Restate the records underneath, keeping each one exactly the same.

(INFORMATION PROVIDED Opens)

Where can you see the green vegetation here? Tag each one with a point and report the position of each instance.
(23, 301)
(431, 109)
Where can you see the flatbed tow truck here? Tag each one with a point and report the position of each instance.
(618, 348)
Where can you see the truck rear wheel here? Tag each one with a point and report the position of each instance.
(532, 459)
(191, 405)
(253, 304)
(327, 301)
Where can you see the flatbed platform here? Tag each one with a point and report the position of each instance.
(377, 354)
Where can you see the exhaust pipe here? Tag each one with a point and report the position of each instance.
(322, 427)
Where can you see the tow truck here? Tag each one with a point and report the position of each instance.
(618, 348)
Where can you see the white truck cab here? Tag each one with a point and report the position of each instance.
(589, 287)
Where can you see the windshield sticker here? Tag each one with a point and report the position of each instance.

(INFORMATION PROVIDED Closes)

■ EXERCISE ANSWER ■
Where can you see the green vegetation here? Tag each one with a point and report the position of each instance.
(23, 301)
(431, 109)
Where can you see the flatbed tow truck here? Tag each one with a point and report the position of each instance.
(618, 348)
Where can you see the truck rear wheel here? Tag each one with a point and report the position of each instance.
(532, 459)
(191, 405)
(253, 304)
(327, 301)
Where can you see the flatbed platform here? Tag each one with a point and report the position of each instance.
(377, 354)
Where can you see the exhaust pipe here? Tag each one with a point and report the position of each instance.
(322, 427)
Where can you see the tow truck here? Tag each one with a point and report the position of each instance.
(618, 348)
Where can you see the white truck cab here? Tag each one with a point and report the position of each instance.
(589, 287)
Where can you see the windshield sticker here? Tag each one with a point and report the position of each instance.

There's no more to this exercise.